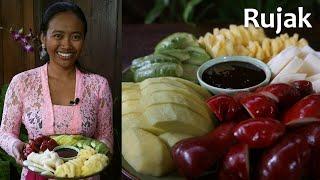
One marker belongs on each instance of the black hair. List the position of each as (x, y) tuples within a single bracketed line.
[(59, 7)]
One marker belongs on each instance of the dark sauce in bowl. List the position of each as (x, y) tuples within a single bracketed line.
[(66, 152), (233, 75)]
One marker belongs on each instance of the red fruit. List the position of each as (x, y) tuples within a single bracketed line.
[(258, 105), (44, 146), (236, 162), (240, 95), (40, 139), (26, 151), (224, 107), (304, 87), (33, 145), (259, 132), (304, 111), (52, 144), (194, 156), (286, 160), (312, 135), (284, 94)]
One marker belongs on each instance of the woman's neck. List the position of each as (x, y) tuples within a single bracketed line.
[(56, 71)]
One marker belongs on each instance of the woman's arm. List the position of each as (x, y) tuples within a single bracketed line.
■ ■ ■ ■ ■
WHAT NEEDS TO BE DONE:
Rewrite the data above with every "marker" changed to "dot" and everything else left as it is. Omit the pictures.

WRITTEN SOLUTION:
One dot belongs on each instance of the black hair. List the position of each as (x, y) tuples within a single bracketed line.
[(59, 7)]
One dot belongs on each instance of the dark sauce in bowl. List the position of each as (x, y) tuples within a single bracketed line.
[(66, 152), (233, 75)]
One dot belongs on each instance of the red fruit. List the position of each as (x, y) tuples within a single bracketed line.
[(258, 105), (44, 146), (236, 162), (240, 95), (40, 139), (26, 151), (224, 107), (304, 87), (33, 145), (259, 132), (304, 111), (52, 144), (194, 156), (286, 160), (312, 135), (284, 94)]
One dot belongs on each instance of the woman's neck. List the position of each as (x, y) tuples within a single bracketed line.
[(56, 71)]
One dot belongs on each instance of the woman's arm. List the position of each as (x, y) tuples within a single bracketed line.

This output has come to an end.